## RECORDS FOR THIS EXERCISE
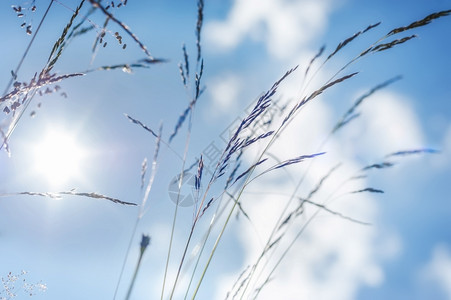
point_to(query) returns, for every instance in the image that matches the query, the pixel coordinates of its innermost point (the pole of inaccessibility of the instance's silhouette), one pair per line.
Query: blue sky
(76, 245)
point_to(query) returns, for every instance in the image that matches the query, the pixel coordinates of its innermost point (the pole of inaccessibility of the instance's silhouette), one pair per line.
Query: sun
(58, 157)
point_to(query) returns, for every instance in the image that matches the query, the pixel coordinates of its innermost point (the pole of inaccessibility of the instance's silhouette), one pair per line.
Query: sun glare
(58, 158)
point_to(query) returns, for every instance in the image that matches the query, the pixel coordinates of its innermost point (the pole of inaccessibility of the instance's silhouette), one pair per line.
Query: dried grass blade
(325, 208)
(421, 22)
(96, 3)
(141, 124)
(410, 152)
(370, 190)
(349, 115)
(386, 46)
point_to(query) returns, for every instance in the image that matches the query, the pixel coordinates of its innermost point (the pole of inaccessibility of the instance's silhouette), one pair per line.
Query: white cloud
(388, 124)
(334, 257)
(438, 269)
(224, 92)
(284, 26)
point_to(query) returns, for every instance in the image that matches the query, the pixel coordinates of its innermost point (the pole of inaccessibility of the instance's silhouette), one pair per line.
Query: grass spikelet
(143, 172)
(96, 3)
(145, 241)
(350, 115)
(294, 161)
(200, 19)
(410, 152)
(59, 44)
(421, 22)
(133, 120)
(313, 95)
(369, 190)
(385, 46)
(321, 181)
(383, 165)
(342, 44)
(198, 177)
(58, 195)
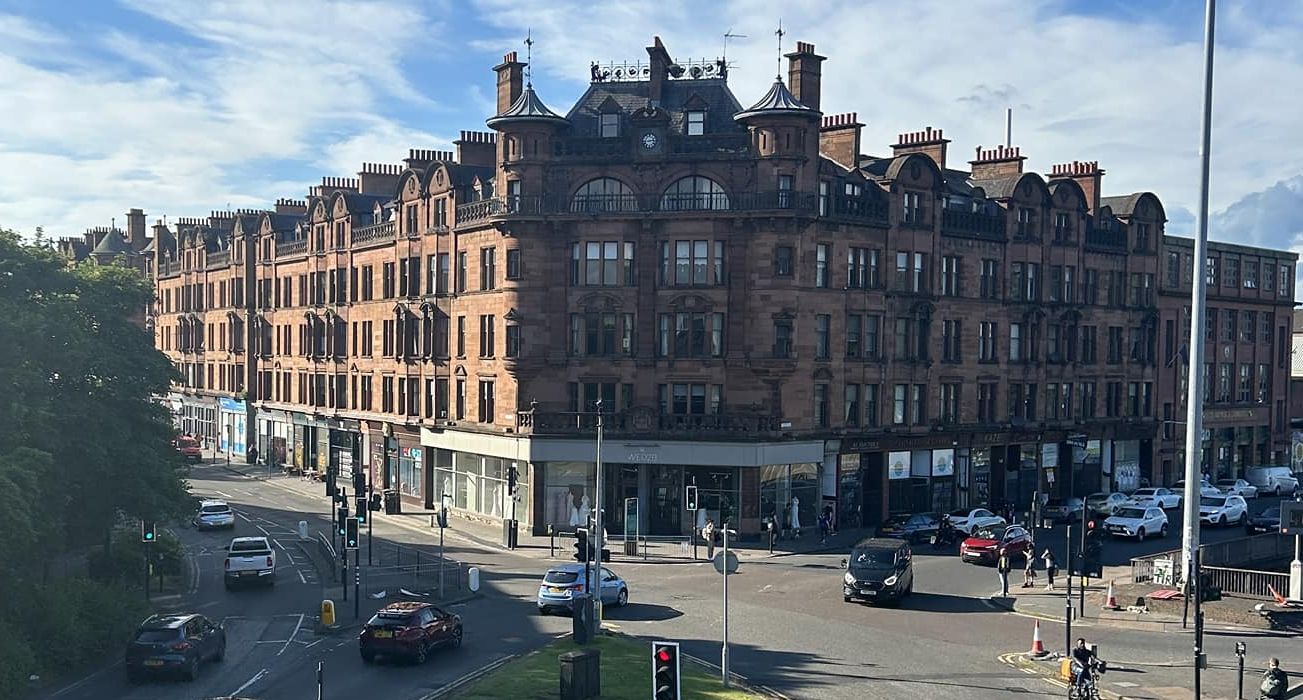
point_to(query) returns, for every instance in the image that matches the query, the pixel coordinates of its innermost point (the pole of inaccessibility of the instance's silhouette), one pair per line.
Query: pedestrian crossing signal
(351, 533)
(665, 670)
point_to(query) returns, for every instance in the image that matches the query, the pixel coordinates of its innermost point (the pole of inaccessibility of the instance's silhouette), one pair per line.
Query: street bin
(581, 627)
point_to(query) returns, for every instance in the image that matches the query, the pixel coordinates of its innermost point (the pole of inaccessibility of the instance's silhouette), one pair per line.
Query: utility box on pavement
(581, 674)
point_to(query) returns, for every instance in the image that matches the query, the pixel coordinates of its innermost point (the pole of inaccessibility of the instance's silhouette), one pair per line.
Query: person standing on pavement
(708, 533)
(1050, 567)
(1002, 567)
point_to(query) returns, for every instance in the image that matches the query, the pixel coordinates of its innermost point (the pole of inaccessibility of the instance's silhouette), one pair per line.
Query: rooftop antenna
(730, 35)
(779, 34)
(529, 58)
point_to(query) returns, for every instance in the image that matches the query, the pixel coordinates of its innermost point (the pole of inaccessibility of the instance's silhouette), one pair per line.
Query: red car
(985, 545)
(408, 630)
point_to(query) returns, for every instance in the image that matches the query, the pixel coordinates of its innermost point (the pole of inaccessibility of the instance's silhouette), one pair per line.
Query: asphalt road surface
(788, 627)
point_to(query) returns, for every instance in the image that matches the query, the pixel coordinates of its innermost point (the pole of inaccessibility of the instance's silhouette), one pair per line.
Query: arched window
(693, 193)
(603, 194)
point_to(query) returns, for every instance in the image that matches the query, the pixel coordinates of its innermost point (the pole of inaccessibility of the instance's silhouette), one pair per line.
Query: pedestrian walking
(708, 533)
(1050, 567)
(1002, 567)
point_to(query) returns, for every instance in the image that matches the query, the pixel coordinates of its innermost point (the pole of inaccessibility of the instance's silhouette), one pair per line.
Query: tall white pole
(597, 525)
(723, 653)
(1195, 399)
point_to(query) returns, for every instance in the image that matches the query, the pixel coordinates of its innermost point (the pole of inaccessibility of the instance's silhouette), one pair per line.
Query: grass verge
(626, 674)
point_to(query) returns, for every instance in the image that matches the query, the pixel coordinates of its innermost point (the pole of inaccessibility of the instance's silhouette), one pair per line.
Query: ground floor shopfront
(877, 477)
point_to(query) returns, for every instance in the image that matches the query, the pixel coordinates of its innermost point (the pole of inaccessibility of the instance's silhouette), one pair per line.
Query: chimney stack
(839, 138)
(659, 63)
(804, 74)
(998, 162)
(477, 149)
(1087, 174)
(136, 230)
(511, 81)
(928, 142)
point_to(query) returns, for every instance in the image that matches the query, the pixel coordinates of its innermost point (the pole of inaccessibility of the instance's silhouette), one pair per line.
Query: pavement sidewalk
(489, 535)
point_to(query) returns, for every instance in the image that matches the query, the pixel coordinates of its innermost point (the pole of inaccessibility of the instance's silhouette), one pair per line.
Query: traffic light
(581, 546)
(665, 670)
(351, 533)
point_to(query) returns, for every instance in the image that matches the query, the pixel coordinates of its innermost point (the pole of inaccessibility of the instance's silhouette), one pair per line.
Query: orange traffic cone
(1037, 647)
(1112, 602)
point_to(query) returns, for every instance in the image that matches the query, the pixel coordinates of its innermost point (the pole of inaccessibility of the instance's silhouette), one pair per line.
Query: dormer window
(696, 124)
(609, 125)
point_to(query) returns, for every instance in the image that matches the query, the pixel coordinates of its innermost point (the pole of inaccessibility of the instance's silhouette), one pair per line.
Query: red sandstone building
(761, 309)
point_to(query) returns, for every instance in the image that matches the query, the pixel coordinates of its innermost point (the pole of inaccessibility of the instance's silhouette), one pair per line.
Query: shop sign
(898, 466)
(942, 463)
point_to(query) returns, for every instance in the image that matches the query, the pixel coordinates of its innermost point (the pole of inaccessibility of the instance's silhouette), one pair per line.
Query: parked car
(1104, 503)
(1237, 486)
(878, 570)
(1205, 488)
(1222, 510)
(911, 527)
(1136, 522)
(189, 449)
(1157, 497)
(408, 630)
(1274, 480)
(985, 544)
(213, 515)
(1062, 510)
(966, 519)
(562, 583)
(250, 559)
(1268, 520)
(176, 643)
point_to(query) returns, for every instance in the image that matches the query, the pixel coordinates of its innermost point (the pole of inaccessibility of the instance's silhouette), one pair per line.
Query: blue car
(562, 583)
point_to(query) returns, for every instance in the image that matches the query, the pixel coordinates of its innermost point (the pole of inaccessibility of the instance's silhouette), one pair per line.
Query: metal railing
(1243, 582)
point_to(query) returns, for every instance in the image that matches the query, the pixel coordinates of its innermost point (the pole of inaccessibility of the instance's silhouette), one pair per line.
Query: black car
(176, 643)
(878, 570)
(911, 527)
(1268, 520)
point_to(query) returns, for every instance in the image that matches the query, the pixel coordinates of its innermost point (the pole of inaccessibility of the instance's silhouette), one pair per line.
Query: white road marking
(250, 682)
(292, 635)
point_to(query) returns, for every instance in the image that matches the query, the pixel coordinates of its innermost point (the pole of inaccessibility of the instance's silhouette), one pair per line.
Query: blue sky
(181, 107)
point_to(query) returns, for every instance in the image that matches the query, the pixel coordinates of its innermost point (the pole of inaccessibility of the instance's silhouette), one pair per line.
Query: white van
(1273, 480)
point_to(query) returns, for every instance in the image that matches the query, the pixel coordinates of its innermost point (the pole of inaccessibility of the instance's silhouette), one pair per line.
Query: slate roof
(778, 101)
(1122, 205)
(527, 107)
(111, 244)
(676, 95)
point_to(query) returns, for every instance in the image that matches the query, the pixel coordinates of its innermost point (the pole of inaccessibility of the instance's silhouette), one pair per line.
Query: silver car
(214, 514)
(563, 583)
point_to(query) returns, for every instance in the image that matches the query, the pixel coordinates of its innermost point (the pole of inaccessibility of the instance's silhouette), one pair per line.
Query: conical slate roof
(778, 101)
(527, 107)
(111, 244)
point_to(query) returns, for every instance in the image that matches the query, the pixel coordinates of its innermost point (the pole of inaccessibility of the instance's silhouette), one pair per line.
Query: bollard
(329, 613)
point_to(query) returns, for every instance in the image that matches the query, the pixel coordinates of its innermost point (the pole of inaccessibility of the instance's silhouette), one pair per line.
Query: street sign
(1291, 518)
(719, 562)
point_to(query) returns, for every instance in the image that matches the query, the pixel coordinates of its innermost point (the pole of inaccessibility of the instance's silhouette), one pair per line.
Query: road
(788, 627)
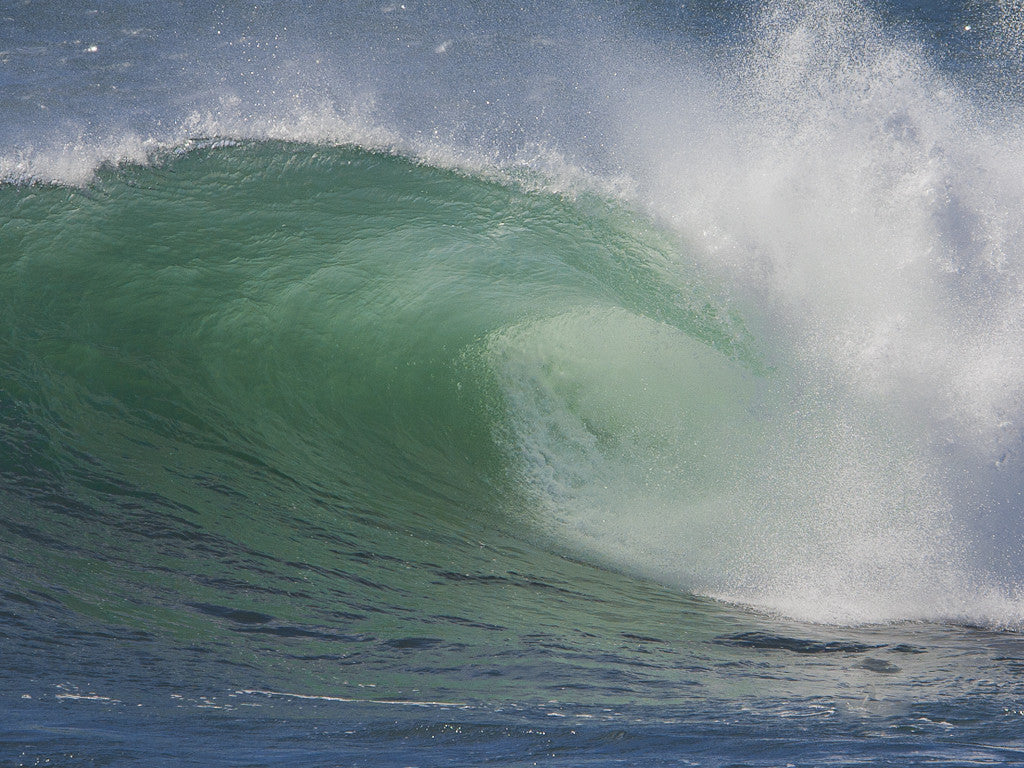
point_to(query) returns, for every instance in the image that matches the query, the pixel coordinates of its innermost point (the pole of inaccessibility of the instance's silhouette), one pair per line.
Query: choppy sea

## EXERCISE TASK
Count the lines in the entries above that contain the string "road", matching case exactly. Give only the number.

## TASK SOLUTION
3